◆ Supplied passage
11. Resolve unresolved symbols and rebuild and install.
12.
Test all the features you think should be supported in step 1.
13. Document the unsupported feature.
14. Finally bundle the deliverables, documentation and release.
A fresh port does not involve step 4 to apply a patch. Rather the porter modifies the necessary configuration files
(configure.in, Makefile.in etc) manually wherever required which is here done by the POSIX command patch.
All the remaining steps are same.
To apply a fix released by the Samba organization, if you are sure that this fix can be applied to Samba/iX you can start
with step 4.
We will discuss all the steps mentioned above to successfully port Samba-3.0.22 in detail as follows.

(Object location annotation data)
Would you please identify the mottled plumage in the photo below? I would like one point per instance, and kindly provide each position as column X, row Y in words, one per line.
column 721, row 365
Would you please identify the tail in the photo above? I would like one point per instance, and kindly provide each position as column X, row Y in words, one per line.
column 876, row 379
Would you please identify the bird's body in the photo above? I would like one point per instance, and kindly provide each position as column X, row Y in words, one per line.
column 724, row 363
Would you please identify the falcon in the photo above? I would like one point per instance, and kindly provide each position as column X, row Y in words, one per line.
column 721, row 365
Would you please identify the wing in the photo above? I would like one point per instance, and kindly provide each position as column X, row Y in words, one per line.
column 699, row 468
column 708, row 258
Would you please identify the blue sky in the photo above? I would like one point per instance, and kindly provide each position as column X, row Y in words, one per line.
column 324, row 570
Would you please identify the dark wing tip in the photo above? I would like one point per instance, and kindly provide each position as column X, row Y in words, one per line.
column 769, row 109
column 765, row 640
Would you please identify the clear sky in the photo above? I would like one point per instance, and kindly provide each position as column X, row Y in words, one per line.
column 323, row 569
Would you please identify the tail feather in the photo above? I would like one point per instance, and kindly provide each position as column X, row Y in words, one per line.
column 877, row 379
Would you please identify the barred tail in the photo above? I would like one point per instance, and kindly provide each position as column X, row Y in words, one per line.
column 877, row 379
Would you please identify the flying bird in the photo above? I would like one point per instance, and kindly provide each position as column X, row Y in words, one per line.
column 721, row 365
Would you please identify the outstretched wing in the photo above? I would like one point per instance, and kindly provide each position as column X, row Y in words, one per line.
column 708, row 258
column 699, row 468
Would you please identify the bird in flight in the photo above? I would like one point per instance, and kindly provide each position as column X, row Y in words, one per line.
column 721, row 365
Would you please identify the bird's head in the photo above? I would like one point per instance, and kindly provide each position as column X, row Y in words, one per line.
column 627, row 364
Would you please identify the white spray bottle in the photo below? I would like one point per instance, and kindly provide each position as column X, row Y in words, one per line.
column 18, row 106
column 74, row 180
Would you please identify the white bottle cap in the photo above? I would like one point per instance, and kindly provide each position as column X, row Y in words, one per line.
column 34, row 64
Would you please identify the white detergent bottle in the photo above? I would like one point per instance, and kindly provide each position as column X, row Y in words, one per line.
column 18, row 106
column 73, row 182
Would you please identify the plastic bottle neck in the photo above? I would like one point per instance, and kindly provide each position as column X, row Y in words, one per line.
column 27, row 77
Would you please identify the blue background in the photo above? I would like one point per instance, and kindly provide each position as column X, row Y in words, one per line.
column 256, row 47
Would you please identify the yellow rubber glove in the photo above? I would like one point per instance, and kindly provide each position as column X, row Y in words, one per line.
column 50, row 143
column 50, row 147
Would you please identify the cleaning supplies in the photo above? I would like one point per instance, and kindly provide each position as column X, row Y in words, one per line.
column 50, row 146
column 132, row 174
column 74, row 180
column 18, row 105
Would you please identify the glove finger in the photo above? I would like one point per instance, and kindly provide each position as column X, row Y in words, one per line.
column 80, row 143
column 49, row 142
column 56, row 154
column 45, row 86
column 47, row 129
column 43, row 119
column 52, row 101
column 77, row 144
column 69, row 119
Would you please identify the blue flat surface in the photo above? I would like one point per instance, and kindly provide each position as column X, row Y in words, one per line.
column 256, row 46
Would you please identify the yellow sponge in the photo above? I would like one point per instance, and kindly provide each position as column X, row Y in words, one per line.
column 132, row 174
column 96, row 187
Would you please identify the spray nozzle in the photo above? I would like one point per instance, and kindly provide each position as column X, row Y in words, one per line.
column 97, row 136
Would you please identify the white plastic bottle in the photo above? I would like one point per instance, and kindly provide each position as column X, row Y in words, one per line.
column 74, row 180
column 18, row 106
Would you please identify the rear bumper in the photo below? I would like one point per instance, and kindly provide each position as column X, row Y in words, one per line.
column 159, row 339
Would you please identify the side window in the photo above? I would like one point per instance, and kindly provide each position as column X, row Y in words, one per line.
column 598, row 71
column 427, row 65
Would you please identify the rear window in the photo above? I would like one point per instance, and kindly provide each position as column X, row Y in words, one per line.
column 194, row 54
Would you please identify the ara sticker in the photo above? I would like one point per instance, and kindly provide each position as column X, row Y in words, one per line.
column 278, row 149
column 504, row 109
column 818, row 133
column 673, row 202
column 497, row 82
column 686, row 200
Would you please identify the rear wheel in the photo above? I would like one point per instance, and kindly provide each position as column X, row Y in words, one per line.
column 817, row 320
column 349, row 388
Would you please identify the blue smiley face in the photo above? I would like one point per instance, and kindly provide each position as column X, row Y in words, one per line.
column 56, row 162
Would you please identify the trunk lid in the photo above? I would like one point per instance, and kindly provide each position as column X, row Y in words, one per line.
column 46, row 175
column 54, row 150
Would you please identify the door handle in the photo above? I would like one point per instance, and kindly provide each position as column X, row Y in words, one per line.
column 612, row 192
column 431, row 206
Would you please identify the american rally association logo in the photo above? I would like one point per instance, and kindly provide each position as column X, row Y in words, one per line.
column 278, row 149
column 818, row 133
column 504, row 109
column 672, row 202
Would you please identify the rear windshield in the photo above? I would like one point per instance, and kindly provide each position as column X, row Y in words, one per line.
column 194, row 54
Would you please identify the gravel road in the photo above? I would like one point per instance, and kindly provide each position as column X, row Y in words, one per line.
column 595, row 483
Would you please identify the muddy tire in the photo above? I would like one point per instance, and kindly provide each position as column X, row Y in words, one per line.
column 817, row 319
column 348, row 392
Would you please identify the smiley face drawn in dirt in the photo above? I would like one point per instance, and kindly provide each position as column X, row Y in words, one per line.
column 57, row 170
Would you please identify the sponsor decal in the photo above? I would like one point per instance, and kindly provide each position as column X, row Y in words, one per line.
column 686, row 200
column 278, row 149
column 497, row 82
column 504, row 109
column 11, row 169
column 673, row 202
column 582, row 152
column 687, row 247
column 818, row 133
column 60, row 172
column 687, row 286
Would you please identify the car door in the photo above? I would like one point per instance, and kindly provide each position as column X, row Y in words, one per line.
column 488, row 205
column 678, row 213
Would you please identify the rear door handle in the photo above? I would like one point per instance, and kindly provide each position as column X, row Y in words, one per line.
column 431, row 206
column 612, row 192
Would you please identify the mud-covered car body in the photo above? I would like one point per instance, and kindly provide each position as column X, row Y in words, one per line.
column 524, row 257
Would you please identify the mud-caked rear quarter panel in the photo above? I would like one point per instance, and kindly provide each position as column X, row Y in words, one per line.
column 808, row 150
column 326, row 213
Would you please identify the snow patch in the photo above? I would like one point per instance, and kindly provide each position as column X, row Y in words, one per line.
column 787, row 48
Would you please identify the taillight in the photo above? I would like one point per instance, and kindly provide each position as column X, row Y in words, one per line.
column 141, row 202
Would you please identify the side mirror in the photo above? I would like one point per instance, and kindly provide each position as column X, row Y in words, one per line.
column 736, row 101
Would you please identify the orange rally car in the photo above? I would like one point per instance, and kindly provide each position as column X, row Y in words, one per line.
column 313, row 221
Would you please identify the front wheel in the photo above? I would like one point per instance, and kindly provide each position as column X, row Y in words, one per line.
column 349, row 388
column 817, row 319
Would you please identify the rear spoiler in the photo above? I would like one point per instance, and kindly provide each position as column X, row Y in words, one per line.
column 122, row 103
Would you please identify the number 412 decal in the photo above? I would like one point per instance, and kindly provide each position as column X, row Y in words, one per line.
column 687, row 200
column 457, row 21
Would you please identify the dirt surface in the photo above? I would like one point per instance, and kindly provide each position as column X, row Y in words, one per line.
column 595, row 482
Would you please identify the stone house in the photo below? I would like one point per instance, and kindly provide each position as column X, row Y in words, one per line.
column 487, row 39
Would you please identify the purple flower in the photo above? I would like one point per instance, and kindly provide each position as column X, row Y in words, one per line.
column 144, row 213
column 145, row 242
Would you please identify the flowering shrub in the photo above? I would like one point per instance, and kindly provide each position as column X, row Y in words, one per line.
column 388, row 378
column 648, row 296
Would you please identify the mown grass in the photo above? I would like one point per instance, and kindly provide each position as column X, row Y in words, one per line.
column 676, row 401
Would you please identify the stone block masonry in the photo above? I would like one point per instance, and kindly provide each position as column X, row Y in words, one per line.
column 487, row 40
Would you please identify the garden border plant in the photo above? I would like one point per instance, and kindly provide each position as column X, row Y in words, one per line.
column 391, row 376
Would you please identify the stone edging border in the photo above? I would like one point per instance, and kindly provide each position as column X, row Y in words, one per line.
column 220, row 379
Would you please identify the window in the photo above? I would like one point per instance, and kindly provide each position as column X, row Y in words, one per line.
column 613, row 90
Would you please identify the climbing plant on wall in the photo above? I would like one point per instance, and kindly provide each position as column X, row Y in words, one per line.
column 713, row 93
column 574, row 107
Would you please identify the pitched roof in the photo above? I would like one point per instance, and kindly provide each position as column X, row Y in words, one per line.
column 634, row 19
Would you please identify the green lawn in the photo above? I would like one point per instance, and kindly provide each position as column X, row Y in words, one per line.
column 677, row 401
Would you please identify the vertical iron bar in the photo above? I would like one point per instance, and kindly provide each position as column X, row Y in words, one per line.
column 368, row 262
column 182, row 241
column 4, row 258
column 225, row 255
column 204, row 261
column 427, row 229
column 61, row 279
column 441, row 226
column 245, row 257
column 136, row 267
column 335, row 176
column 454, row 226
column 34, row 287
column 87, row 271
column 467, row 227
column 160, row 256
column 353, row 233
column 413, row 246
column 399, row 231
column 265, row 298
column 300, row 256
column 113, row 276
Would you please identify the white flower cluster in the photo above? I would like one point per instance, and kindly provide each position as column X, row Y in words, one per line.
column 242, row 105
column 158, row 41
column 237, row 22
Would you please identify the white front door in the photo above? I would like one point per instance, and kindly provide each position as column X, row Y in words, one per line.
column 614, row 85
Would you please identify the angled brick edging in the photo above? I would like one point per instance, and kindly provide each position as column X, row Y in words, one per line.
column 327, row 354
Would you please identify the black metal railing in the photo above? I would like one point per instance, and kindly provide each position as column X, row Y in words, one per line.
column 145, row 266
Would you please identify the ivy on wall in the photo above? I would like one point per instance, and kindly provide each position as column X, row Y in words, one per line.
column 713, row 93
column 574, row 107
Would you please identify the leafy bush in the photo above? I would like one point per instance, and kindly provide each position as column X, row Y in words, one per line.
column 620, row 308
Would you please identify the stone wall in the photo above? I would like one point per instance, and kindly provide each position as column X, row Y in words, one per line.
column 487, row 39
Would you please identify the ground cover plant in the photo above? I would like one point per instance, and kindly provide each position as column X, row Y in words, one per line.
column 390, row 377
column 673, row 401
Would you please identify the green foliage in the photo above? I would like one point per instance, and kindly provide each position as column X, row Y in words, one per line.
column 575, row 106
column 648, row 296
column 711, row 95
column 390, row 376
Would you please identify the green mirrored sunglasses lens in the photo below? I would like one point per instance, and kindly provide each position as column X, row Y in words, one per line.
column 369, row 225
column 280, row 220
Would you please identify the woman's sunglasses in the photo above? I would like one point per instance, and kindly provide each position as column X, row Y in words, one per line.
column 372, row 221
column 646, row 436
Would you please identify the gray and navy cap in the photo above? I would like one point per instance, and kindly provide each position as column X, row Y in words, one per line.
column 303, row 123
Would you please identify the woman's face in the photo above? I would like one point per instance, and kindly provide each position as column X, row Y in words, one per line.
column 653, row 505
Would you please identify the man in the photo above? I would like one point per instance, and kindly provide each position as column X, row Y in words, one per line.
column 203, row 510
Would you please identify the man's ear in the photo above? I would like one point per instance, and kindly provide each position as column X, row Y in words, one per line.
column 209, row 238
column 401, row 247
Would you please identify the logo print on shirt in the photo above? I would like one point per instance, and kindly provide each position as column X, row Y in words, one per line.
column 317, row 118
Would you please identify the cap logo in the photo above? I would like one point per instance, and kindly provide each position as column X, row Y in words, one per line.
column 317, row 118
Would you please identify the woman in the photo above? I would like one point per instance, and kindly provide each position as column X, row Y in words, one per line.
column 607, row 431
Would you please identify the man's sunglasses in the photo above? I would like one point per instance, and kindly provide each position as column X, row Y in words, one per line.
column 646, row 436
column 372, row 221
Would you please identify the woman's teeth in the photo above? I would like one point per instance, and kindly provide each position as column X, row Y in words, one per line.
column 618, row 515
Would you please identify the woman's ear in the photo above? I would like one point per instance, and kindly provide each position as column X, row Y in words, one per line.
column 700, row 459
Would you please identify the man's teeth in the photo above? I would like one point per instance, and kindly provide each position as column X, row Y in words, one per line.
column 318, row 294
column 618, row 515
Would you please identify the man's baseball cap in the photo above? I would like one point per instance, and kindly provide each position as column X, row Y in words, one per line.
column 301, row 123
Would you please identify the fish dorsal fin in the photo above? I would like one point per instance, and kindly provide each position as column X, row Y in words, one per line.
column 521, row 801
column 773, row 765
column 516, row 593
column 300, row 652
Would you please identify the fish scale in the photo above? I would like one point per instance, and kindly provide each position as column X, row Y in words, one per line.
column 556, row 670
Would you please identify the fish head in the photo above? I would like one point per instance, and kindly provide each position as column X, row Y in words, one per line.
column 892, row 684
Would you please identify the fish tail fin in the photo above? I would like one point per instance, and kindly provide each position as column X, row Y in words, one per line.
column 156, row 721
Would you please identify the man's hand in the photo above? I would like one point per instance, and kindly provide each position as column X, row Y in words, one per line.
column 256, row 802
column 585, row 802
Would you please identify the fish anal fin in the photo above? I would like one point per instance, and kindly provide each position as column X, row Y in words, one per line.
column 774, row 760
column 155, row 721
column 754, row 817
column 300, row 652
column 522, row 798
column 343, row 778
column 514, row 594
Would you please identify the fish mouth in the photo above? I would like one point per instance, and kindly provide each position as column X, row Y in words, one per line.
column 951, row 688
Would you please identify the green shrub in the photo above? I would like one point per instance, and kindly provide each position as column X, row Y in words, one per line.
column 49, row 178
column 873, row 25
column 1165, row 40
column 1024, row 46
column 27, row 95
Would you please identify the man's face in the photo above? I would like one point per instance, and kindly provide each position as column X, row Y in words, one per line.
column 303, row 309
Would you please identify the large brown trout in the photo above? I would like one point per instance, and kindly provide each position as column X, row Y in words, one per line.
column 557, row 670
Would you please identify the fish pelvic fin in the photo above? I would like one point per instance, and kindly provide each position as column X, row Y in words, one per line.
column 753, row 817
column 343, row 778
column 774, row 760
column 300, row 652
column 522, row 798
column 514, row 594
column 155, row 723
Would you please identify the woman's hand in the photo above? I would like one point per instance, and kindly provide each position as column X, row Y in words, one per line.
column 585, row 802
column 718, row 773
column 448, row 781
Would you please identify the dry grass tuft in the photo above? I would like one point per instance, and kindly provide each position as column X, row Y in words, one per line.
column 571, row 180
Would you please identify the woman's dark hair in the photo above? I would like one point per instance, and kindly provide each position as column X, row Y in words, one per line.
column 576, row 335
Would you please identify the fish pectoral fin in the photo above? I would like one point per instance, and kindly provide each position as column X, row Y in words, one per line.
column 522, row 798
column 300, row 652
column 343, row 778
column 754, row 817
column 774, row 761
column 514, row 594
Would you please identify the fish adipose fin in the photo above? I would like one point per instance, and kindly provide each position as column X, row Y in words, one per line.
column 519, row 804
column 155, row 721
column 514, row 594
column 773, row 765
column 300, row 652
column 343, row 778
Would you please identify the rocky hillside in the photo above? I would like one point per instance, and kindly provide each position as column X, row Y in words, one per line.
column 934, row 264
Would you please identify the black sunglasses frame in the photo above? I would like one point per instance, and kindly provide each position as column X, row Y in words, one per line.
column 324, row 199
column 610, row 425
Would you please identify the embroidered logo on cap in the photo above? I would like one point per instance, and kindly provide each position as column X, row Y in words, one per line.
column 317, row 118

◆ Required task 1
List every numbered step that appears in the Samba porting passage, giving each step's number with its wording.
◆ Required task 2
Proceed with the Samba porting passage, picking up right after its final sentence.

◆ Response 1
11. Resolve unresolved symbols and rebuild and install.
12. Test all the features you think should be supported in step 1.
13. Document the unsupported feature.
14. Finally bundle the deliverables, documentation and release.

◆ Response 2
3.1 Analysis of application to identify the features that can be supported
Due to various limitations of MPE/iX and unavailability of many libraries and dependent software, many features
of the application considered for port may not be possible to support. Even though an application’s configure
script examines for the features that can be supported on the target system; it is always a good idea for the
programmers to have that knowledge in advance. Samba-3.0.22 cannot support for an ADS client as well as
server due to the lack of Kerberos library on MPE/iX. Other major functionalities like WINBINDD, CUPS printing
remained unsupported due to lack of NSS, PAM and CUPS libraries. Also, PDC/BDC could not be supported due
to the incompatible naming convention between Windows and MPE/iX. Neither did we have any workaround to
overcome that incompatibility. Following strategies are applicable for the features which cannot be supported,
a) Don’t do anything and by pass that piece of code from compilation and let them remain unsupported, but keep
in mind that, doing this should not defeat the objective of the port.
b) Port recursively all the dependencies, or devise some mechanism to make the incompatible behavior
compatible.
c) Fake the unsupported low level feature.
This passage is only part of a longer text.